Without skipping or changing anything, print all the entries.

### Input data
((

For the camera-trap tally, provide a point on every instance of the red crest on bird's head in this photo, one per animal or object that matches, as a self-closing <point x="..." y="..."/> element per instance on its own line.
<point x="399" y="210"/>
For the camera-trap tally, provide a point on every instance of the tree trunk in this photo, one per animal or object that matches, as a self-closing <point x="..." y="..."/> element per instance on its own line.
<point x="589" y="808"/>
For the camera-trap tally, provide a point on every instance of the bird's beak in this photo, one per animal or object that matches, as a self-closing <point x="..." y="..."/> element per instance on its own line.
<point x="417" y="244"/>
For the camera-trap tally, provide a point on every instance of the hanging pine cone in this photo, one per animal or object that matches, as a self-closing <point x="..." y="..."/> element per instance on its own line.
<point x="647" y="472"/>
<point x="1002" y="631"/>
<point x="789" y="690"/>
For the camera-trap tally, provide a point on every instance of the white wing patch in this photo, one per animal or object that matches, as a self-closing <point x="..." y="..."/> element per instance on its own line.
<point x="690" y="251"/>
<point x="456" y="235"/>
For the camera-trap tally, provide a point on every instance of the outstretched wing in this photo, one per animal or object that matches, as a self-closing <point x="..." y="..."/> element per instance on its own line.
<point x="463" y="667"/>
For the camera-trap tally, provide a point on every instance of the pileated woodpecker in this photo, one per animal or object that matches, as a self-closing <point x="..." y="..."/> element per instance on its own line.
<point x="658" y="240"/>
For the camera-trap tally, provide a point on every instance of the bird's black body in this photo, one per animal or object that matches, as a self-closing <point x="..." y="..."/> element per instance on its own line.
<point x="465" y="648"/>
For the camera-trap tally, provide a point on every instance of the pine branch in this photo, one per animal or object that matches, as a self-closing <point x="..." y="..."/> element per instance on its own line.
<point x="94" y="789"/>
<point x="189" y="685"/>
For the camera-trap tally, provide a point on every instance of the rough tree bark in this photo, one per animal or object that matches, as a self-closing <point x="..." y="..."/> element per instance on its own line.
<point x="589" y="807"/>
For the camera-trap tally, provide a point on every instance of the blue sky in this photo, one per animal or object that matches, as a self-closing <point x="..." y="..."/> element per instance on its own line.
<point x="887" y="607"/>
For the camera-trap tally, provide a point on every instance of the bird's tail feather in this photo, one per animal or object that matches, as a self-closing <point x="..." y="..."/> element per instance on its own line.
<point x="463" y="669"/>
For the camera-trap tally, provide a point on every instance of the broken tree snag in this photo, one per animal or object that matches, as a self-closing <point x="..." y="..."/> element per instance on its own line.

))

### Answer space
For the camera-trap tally, provide a point on every instance of the red crest on bird's head in this photo, one per animal or object that matches, as a self-closing <point x="..." y="..."/> element per instance on its own line.
<point x="399" y="210"/>
For the camera-trap tally, provide a point on every instance of the tree trunk in this photo, one per animal or object that matches, as a self-closing <point x="..." y="..."/> element per instance on its own line.
<point x="589" y="808"/>
For the camera-trap tally, provide a point on every instance of the bird's beak in this photo, one per animal or object that matches, as a self-closing <point x="..." y="..."/> element per instance on its own line.
<point x="417" y="244"/>
For the camera-trap tally, provide a point on every instance of the hanging pine cone in this photo, one per animal or object that matches, as a self-closing <point x="..." y="..."/> element per instance on its own line.
<point x="647" y="472"/>
<point x="1002" y="631"/>
<point x="789" y="690"/>
For the camera-trap tally, provide a point on every instance of the white wing patch in this photo, one per animal or object that matches, as a self-closing <point x="..." y="..."/> element per instance on its own line.
<point x="690" y="251"/>
<point x="456" y="235"/>
For the camera-trap tally, provide a point on every instance of the outstretched wing in this photo, one per animal or object that matches, as a self-closing <point x="..." y="..."/> element per instance on its own line.
<point x="463" y="667"/>
For the camera-trap tally, provide a point on every instance of the pileated woodpecker in this photo, one per animal or object that matches, as a self-closing <point x="..." y="..."/> element per instance on its own line.
<point x="658" y="240"/>
For the camera-trap tally, provide a point on every instance of the bird's black body in this photo, one per animal or object that matches, as a self-closing <point x="..." y="..."/> element per instance on its own line.
<point x="465" y="648"/>
For the camera-trap tally, provide a point on every instance of the pine branch in this photo, one per animal or object that matches, as a self-closing <point x="..." y="..."/> element per instance on its own line.
<point x="94" y="789"/>
<point x="189" y="685"/>
For the camera-trap tally, provide a point on every instance of the rough tree bark in this photo, one per animal or object that matches, as a self-closing <point x="..." y="..."/> element per instance on its own line.
<point x="589" y="807"/>
For the camera-trap tally, provide a point on every instance of the blue sky in this photo, one per animal or object that matches, as a self-closing <point x="..." y="..."/> element per instance on its own line.
<point x="887" y="607"/>
For the camera-trap tally, provide a point on every instance of the bird's tail feather in this photo, one per animal or object that matches, as a self-closing <point x="..." y="..."/> element per instance on its own line.
<point x="463" y="669"/>
For the camera-trap tally, provide a point on every instance of the broken tree snag in this photo, one per animal or object that matches, as a self-closing <point x="..." y="..."/> element per instance on its own line.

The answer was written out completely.